[Dataset items]
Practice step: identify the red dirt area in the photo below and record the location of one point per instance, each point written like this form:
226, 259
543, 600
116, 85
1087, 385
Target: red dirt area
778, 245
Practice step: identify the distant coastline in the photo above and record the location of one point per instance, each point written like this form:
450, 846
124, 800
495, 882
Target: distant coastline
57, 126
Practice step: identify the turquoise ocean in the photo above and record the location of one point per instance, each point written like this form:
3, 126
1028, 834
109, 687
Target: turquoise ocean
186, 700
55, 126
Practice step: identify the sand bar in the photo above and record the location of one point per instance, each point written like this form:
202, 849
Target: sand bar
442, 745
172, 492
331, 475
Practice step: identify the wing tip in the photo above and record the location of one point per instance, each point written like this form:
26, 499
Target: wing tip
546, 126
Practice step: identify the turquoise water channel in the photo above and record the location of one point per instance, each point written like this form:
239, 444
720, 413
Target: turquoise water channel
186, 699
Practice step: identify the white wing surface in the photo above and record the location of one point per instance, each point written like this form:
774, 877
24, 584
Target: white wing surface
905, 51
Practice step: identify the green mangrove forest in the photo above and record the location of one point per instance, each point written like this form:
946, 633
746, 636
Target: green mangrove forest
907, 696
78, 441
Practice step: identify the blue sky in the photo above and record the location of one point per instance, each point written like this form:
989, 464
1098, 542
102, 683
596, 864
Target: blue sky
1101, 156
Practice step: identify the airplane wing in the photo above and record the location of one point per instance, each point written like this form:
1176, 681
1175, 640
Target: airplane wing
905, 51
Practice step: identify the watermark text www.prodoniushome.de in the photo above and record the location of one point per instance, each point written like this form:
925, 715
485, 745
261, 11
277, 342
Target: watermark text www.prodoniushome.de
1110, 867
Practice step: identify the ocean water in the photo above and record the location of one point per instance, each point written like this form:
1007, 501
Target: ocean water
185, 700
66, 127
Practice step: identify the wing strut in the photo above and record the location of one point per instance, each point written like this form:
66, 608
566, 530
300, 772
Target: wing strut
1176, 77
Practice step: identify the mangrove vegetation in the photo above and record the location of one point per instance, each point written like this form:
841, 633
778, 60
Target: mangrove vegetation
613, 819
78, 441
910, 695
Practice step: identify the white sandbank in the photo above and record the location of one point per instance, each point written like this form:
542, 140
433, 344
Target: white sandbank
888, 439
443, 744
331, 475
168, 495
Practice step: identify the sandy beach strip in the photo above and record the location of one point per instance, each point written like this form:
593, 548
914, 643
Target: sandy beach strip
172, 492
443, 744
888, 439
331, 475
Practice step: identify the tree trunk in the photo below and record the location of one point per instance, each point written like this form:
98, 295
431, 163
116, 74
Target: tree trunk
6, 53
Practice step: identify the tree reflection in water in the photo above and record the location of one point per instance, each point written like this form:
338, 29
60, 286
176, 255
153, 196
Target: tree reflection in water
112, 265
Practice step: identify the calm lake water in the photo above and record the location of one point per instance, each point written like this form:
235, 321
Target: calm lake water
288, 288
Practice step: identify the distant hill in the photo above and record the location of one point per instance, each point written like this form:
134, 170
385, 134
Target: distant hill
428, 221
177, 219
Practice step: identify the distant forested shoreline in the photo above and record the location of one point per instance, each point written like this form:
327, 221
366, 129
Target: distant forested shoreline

> [Brief]
Retype every line of the data above exactly as it appears, without changing anything.

> [In response]
Practice step: identify the red dirt area in the photo below and record the location of one point per instance, each point written like this form:
226, 259
543, 600
116, 85
1087, 385
Target: red dirt area
778, 245
Practice step: identify the distant coastline in the photo above and record the location of one point per instance, each point written like this form:
450, 846
124, 800
495, 882
Target: distant coastline
57, 126
Practice step: identify the turquoise ocean in the photo above and record the location of one point per instance, each point written like this form:
3, 126
1028, 834
109, 687
Target: turquoise ocean
186, 700
55, 126
Practice step: identify the sand bar in the photo above and record the location of one point per instance, each point written like this form:
202, 849
Target: sand bar
442, 745
172, 492
331, 475
Practice step: identify the wing tip in the photo above and record the location of one point per instance, each point written like this form:
26, 499
Target: wing tip
546, 126
Practice step: identify the turquoise water channel in the photo above and record the location of one point per instance, each point written like this form:
239, 444
720, 413
Target: turquoise water channel
186, 699
Practice step: identify the white wing surface in the photo above and record the location of one point per instance, each point written like this form:
774, 877
24, 584
Target: white wing surface
905, 51
Practice step: identify the green mangrove forest in the photo above and record the location of one point per instance, each point written like this form:
946, 633
746, 636
Target: green mangrove forest
907, 696
78, 441
Practice step: identify the blue sky in the photo above and record the location of one point per instance, each point written like this form:
989, 464
1098, 542
102, 683
596, 864
Target: blue sky
1101, 156
Practice step: identify the airplane wing in the photo above and record the location of one point per instance, each point written like this form:
1176, 681
1175, 640
Target: airplane wing
905, 51
Practice step: identify the watermark text www.prodoniushome.de in the photo above and record the location of one point per instance, each point written like this form:
925, 715
485, 745
261, 11
277, 342
Target: watermark text www.prodoniushome.de
1110, 867
Practice step: identify the ocean water in the photo above and record the location of one point per instance, each point written like this form:
1007, 501
Target: ocean water
185, 700
66, 127
Practice step: identify the wing strut in the photo above and record the location of one point per instance, each point written like this form:
66, 608
566, 530
300, 772
Target: wing strut
1176, 77
Practice step: identify the mangrove vegetation in the photo above and record the location of one point per instance, each point written like this form:
841, 633
778, 60
Target: mangrove vegetation
613, 819
78, 441
910, 695
Practice step: identify the white sandbank in the photo above and record the location of one point per instance, each point written like this form:
542, 140
433, 344
Target: white sandbank
888, 439
443, 744
331, 475
168, 495
Practice step: identify the sandy beach strip in the photo above and record the location of one point per instance, each point written like this form:
593, 548
914, 643
Target: sandy beach strip
172, 492
443, 744
888, 439
331, 475
Practice step: identify the tree trunk in the photo below and record the location of one point per instance, each point written like this form:
98, 295
431, 163
116, 74
Target: tree trunk
6, 53
Practice step: identify the tree reflection in water in the photo above and record the location of one point per instance, each point written like this form:
338, 29
60, 286
176, 255
153, 196
Target: tree reflection in water
112, 265
Practice step: identify the calm lake water in the photo above and record the location of one point per instance, each point written like this form:
235, 321
Target: calm lake water
288, 288
Practice step: identify the distant hill in the photo above and record the location of one point per instance, each point written like this form:
134, 170
385, 134
Target: distant hill
428, 221
177, 219
Practice step: identify the distant forested shoreline in the photo above and record the location of one point per instance, each point written like this form:
327, 221
366, 129
Target: distant forested shoreline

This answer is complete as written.